* [What you should do]
The word "shrub" may appear in the records below. Report how many lines contain it, and write nothing besides the number.

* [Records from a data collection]
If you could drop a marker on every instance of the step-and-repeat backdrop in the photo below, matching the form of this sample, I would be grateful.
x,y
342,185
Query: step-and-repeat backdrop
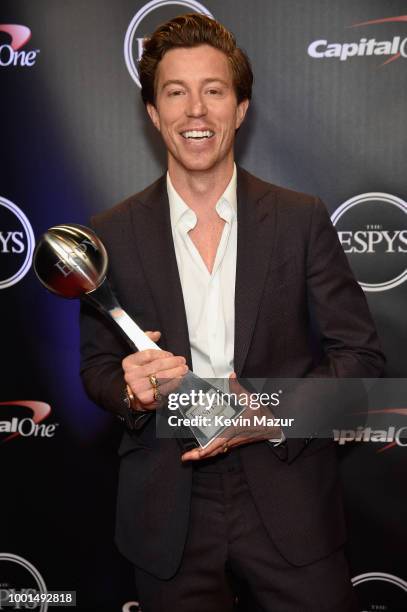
x,y
328,117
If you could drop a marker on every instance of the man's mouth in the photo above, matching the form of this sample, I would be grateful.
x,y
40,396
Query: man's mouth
x,y
197,134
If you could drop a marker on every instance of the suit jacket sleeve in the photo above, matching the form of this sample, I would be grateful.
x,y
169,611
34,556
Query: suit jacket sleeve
x,y
102,350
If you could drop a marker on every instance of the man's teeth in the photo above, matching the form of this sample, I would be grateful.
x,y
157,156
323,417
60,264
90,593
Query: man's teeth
x,y
198,134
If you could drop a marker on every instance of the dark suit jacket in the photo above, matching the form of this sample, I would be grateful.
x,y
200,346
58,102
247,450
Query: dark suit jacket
x,y
289,262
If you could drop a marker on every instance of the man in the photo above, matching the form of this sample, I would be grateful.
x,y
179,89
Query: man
x,y
228,268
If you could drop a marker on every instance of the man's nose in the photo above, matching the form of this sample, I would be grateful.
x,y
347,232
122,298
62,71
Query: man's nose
x,y
196,106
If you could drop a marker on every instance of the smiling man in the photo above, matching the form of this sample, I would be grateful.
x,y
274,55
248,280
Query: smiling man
x,y
230,270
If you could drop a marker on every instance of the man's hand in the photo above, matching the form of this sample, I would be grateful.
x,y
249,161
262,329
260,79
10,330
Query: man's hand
x,y
138,367
237,435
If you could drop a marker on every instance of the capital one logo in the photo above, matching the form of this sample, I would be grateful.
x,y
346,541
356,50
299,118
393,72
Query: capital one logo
x,y
372,228
392,49
24,418
16,244
146,20
380,591
17,575
11,53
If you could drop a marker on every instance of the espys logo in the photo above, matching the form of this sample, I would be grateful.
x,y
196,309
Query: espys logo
x,y
10,54
372,228
394,48
136,33
19,576
26,421
16,244
380,591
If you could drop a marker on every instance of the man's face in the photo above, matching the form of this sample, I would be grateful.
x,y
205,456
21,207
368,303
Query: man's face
x,y
196,109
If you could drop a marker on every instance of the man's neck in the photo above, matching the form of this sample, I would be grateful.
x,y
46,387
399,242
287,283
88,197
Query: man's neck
x,y
201,190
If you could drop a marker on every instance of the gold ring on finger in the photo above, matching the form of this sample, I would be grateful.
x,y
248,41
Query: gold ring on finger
x,y
153,381
156,394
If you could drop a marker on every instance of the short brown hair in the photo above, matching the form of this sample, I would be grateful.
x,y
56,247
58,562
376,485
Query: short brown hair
x,y
192,30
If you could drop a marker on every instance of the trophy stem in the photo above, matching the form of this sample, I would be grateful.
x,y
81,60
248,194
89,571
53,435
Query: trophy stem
x,y
104,299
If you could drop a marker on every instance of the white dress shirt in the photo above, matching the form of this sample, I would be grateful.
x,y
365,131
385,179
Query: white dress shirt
x,y
209,297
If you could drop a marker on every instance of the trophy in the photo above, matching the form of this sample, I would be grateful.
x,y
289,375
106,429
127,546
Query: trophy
x,y
71,261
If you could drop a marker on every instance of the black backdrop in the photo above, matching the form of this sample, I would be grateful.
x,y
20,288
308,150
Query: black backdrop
x,y
75,140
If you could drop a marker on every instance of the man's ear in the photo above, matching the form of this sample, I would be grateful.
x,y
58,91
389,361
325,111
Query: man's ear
x,y
241,112
153,113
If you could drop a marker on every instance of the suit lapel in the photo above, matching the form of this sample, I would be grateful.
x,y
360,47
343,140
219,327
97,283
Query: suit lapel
x,y
152,227
256,216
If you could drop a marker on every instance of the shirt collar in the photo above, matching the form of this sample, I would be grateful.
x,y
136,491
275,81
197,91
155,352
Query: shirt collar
x,y
226,206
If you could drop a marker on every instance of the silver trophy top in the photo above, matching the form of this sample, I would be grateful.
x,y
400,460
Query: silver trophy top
x,y
70,260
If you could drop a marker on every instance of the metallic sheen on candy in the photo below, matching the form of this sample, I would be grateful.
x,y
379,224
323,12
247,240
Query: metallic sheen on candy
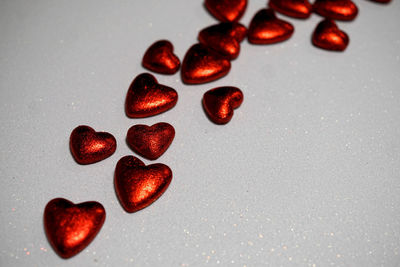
x,y
226,10
219,103
202,64
137,186
300,9
150,141
328,36
336,9
146,97
224,38
160,58
88,146
71,227
266,28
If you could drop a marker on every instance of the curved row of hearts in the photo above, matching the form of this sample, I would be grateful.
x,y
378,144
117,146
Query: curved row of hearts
x,y
71,227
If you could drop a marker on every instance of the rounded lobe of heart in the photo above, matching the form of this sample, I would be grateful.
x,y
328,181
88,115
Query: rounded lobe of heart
x,y
137,186
151,141
219,103
224,38
300,9
202,64
146,97
71,227
266,28
226,10
328,36
88,146
160,58
336,9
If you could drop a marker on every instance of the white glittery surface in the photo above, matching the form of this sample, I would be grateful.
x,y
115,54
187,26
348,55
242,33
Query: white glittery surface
x,y
307,173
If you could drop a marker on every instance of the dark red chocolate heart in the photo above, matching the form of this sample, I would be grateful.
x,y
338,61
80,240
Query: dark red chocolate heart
x,y
160,58
336,9
137,186
146,97
219,103
202,64
88,146
328,36
71,227
226,10
150,141
266,28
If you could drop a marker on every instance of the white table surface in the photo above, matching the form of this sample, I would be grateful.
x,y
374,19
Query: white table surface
x,y
307,173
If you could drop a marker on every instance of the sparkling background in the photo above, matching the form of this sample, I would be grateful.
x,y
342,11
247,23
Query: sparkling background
x,y
307,173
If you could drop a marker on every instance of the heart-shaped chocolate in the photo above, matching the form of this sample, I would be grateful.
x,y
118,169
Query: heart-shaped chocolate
x,y
71,227
137,186
146,97
328,36
88,146
266,28
224,38
160,58
226,10
150,141
202,64
219,103
336,9
300,9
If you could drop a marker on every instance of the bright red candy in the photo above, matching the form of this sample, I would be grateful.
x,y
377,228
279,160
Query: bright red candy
x,y
226,10
336,9
328,36
137,186
150,141
71,227
266,28
202,64
219,103
160,58
224,38
300,9
88,146
146,97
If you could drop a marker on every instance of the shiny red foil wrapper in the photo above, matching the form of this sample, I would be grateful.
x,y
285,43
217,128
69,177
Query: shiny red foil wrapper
x,y
71,227
336,9
266,28
88,146
328,36
137,186
224,38
220,102
160,58
146,97
226,10
201,64
300,9
150,141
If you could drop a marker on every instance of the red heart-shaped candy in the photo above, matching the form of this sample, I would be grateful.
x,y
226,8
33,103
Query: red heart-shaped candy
x,y
71,227
266,28
224,38
226,10
220,102
160,58
336,9
202,64
137,186
328,36
150,141
146,97
88,146
300,9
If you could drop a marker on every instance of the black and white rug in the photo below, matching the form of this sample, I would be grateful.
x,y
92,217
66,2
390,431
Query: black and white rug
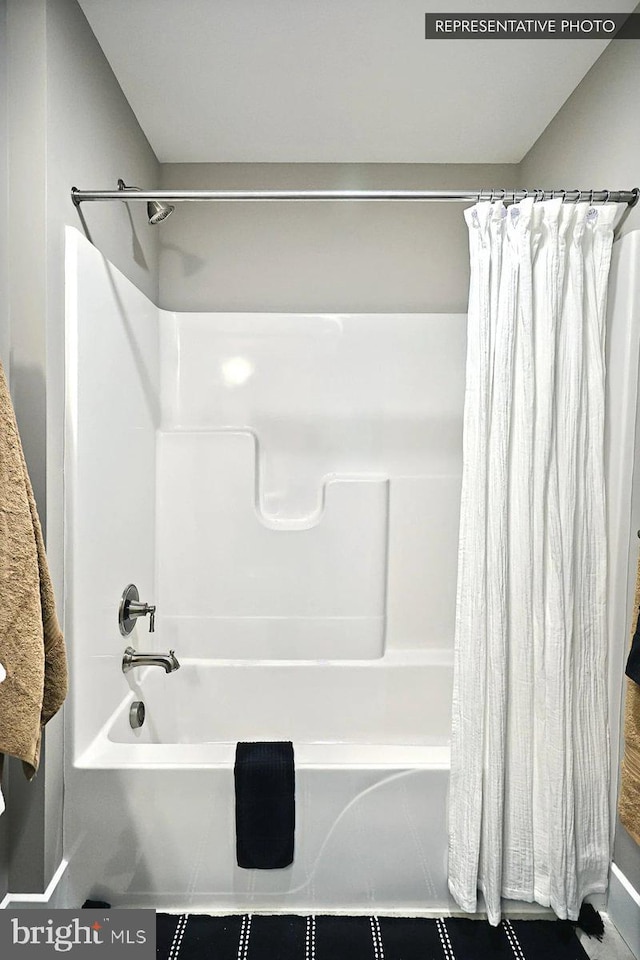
x,y
257,937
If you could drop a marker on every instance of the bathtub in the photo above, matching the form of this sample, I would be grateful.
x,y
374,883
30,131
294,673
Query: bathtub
x,y
371,783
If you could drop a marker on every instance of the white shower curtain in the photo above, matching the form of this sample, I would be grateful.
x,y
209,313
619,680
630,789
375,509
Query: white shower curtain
x,y
528,814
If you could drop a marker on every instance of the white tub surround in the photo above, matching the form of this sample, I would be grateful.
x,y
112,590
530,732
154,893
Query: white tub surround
x,y
285,489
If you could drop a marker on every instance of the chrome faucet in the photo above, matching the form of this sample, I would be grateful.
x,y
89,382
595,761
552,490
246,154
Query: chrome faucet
x,y
167,661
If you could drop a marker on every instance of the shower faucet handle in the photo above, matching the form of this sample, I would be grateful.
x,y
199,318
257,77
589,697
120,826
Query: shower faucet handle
x,y
135,610
131,608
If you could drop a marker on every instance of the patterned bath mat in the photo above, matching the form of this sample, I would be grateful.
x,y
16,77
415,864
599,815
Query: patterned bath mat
x,y
198,937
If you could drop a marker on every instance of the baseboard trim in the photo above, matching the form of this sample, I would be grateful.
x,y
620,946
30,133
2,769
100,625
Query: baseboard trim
x,y
624,908
24,901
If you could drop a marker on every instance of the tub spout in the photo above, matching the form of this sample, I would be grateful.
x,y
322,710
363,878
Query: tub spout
x,y
131,659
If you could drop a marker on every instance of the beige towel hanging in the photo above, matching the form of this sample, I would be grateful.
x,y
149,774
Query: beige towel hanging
x,y
32,651
629,799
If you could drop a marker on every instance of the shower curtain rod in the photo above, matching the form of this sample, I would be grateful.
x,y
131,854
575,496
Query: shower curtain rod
x,y
508,196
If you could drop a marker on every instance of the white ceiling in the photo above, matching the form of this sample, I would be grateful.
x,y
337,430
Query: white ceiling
x,y
335,80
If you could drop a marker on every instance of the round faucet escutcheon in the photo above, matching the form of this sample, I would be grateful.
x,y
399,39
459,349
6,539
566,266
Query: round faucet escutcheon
x,y
131,608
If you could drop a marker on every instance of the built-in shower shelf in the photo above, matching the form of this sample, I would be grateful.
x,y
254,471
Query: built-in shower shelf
x,y
253,585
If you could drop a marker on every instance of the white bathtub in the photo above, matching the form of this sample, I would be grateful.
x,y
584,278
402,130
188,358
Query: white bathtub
x,y
371,783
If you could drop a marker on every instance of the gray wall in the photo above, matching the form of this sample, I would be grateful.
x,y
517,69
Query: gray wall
x,y
594,140
4,321
68,125
341,257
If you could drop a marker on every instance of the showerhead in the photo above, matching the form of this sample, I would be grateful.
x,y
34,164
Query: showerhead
x,y
158,211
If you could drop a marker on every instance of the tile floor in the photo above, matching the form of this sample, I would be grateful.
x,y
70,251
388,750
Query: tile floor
x,y
612,947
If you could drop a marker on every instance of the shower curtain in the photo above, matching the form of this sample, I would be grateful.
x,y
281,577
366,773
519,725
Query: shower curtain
x,y
528,814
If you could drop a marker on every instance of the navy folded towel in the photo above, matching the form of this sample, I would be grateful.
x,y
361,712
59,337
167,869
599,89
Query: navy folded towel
x,y
265,804
632,669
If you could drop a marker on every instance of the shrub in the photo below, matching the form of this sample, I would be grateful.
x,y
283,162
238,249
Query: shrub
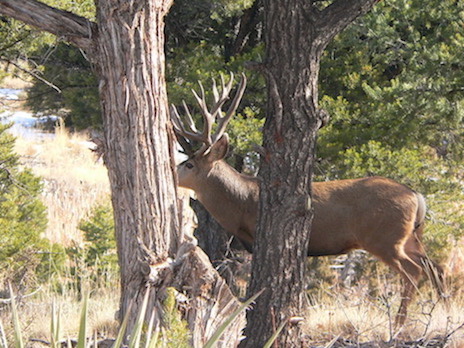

* [Result of this exercise]
2